> The task: Review the material line by line. Identify and copy every line that contains the string "person".

= = = =

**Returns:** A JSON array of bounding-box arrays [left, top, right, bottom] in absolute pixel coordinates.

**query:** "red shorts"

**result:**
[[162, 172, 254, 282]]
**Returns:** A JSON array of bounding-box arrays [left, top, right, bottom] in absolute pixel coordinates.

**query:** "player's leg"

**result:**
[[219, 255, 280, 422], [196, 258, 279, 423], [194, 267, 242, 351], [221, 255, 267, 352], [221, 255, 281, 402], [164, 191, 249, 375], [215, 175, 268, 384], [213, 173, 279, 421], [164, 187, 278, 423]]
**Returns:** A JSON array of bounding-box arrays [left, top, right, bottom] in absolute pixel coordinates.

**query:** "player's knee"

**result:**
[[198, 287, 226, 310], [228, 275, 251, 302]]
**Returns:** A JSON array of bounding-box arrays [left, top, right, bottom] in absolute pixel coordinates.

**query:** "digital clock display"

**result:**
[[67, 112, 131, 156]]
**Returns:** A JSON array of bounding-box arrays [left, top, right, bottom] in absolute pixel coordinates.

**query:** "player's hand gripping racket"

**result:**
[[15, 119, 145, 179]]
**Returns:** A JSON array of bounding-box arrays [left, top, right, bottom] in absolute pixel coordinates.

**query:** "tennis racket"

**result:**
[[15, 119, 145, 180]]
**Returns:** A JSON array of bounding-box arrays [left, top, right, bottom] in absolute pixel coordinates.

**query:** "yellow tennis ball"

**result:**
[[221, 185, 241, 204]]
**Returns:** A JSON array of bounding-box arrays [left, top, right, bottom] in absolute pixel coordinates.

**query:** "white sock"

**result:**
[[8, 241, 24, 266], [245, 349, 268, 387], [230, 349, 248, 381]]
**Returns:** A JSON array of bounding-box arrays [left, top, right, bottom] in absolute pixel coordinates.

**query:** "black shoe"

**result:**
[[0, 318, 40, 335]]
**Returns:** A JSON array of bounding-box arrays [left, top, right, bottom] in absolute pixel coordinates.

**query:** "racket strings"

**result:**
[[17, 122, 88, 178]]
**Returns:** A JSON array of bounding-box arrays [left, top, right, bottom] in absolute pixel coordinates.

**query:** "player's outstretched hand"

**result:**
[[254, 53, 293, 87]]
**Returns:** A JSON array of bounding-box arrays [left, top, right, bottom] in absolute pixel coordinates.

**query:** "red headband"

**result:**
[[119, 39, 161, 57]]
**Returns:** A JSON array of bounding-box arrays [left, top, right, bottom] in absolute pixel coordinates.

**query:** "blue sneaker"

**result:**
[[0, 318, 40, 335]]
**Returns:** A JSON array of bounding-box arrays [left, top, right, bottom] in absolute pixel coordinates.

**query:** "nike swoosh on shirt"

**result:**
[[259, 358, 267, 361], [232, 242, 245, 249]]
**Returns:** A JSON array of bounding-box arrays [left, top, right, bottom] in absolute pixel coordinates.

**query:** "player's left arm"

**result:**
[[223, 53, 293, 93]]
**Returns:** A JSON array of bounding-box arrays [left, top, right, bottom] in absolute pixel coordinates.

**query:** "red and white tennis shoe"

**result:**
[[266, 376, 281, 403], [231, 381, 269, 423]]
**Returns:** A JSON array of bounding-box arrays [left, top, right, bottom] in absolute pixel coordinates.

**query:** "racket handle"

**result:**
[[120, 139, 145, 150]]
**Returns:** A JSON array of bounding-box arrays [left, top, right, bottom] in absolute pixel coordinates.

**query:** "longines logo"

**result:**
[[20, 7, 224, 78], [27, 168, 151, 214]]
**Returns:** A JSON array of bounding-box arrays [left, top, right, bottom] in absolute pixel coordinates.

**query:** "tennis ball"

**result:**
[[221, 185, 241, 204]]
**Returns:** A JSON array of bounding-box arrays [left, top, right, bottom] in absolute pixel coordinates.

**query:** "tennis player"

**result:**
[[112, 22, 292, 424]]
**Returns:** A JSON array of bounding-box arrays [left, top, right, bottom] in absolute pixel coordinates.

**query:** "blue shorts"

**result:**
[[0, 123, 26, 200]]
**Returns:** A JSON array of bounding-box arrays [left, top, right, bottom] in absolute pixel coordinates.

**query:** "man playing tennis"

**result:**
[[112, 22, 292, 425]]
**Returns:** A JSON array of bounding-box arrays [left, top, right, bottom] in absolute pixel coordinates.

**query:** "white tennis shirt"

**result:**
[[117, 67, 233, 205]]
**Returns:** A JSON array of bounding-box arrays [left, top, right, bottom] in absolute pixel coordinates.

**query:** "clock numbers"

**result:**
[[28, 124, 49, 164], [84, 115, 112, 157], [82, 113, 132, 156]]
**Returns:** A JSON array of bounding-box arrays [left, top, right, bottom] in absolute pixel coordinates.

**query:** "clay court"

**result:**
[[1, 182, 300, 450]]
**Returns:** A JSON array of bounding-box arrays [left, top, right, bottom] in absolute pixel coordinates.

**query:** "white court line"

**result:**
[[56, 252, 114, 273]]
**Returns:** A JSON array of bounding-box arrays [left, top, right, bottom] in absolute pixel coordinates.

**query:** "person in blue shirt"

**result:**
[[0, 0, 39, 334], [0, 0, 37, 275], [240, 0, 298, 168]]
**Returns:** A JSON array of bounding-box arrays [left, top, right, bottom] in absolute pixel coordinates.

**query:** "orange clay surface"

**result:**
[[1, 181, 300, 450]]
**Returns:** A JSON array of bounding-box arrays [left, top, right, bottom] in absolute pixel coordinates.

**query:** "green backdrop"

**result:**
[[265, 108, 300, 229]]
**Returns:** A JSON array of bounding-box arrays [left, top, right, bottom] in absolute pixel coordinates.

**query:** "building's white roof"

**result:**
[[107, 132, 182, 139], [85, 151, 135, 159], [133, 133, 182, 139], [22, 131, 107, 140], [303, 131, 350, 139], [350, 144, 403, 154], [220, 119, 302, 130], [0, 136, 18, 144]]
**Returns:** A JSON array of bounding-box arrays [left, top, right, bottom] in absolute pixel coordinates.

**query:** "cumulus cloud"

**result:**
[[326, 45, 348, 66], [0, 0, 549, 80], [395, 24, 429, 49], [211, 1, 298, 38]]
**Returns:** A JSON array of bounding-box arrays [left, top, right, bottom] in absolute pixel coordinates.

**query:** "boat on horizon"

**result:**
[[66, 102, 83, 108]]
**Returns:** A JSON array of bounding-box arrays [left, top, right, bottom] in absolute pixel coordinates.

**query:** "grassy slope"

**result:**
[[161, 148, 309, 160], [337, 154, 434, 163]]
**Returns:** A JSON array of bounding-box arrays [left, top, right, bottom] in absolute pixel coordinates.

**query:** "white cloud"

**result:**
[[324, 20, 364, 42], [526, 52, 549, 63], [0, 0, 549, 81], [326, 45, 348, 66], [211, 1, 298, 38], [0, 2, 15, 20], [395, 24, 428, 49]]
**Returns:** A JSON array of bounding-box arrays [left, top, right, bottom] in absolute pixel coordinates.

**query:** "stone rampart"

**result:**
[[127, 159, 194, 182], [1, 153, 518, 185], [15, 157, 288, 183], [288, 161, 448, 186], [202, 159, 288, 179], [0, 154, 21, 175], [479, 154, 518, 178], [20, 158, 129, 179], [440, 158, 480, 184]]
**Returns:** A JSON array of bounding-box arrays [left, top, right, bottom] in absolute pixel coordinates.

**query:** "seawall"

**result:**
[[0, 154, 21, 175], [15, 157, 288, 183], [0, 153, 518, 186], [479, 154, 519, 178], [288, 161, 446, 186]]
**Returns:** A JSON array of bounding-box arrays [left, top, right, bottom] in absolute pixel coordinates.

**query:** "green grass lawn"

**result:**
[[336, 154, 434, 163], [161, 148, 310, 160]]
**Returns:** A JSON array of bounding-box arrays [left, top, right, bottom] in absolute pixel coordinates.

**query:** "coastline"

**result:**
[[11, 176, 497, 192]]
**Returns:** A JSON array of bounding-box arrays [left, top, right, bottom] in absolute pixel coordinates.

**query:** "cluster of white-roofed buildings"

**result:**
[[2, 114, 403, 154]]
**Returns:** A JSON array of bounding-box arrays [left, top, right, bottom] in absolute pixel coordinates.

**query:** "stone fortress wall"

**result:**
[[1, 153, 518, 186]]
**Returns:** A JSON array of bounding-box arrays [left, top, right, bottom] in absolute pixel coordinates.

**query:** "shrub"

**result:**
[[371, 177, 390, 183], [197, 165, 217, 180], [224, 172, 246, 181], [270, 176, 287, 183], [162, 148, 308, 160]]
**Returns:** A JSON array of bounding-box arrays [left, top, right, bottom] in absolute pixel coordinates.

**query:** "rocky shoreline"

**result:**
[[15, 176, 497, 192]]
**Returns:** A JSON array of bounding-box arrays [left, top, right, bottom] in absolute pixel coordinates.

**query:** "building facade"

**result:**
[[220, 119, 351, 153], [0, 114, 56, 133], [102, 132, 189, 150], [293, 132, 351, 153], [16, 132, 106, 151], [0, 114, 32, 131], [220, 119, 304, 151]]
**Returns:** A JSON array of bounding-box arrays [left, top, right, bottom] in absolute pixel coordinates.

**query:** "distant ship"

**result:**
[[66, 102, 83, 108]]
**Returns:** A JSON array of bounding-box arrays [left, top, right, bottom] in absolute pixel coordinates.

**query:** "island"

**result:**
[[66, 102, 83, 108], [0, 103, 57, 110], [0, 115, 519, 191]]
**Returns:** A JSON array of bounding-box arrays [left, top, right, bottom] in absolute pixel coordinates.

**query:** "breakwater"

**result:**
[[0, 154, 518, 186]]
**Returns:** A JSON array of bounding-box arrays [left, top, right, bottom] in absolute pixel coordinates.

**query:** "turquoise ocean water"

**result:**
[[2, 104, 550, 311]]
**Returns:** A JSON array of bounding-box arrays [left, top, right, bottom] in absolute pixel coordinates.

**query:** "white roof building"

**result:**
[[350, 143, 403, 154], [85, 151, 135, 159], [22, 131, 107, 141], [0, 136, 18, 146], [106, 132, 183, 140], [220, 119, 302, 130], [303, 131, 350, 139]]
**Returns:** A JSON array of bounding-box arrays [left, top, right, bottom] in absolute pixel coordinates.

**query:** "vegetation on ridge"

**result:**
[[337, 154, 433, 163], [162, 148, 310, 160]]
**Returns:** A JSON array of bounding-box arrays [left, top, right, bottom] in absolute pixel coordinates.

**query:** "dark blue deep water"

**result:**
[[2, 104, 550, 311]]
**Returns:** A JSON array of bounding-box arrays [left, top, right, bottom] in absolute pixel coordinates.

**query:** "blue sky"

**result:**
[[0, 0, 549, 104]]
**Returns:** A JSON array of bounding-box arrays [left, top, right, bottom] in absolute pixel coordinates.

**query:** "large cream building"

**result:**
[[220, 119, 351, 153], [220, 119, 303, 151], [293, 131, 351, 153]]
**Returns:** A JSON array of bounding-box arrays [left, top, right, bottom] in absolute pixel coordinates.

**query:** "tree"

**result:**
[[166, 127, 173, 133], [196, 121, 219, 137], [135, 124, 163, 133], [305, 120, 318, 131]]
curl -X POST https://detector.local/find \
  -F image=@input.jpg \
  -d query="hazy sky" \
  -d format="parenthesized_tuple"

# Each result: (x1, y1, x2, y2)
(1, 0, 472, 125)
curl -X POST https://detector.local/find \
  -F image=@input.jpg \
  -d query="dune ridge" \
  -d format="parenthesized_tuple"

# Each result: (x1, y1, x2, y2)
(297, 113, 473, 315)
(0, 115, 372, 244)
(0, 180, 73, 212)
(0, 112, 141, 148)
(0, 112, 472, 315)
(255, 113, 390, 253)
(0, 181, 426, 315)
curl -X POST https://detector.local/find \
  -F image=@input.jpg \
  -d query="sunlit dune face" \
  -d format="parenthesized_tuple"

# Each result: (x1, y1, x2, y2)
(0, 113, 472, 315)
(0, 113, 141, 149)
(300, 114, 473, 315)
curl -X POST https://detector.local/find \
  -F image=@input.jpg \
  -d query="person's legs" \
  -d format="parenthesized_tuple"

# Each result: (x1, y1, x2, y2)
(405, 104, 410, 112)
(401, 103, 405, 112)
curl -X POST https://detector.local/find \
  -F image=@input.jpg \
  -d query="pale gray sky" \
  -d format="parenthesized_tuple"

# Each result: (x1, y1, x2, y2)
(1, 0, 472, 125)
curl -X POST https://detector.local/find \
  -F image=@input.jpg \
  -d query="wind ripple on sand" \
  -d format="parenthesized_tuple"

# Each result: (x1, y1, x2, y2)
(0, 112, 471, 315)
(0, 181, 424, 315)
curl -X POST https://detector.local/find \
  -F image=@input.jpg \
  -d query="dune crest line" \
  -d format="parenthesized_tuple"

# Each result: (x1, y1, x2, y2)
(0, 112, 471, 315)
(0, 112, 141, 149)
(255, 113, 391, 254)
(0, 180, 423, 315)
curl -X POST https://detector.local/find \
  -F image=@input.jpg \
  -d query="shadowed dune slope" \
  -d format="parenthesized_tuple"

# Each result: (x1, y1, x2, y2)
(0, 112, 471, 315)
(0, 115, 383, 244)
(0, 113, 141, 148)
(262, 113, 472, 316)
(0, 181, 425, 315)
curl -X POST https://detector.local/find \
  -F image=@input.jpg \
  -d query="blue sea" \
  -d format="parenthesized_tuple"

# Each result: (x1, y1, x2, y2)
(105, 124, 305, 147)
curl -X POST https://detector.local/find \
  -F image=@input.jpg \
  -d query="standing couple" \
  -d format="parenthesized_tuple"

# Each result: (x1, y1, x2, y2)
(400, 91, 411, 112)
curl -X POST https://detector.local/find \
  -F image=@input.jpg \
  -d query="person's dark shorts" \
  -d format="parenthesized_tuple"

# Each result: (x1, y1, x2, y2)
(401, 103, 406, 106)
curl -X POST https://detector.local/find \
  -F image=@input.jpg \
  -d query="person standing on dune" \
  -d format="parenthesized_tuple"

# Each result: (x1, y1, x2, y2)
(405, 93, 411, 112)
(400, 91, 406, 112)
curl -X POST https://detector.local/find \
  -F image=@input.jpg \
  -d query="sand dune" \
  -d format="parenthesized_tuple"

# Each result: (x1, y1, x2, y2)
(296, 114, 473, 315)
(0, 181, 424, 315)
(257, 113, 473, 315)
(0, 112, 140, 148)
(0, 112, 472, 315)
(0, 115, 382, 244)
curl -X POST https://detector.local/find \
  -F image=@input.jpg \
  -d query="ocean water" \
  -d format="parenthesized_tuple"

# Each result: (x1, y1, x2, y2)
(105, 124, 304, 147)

= = = =

> Exercise output:
**query:** "person in blue shirt"
  -d query="person's legs" \
  -d query="person's dark shorts" \
  -d query="person standing on dune" \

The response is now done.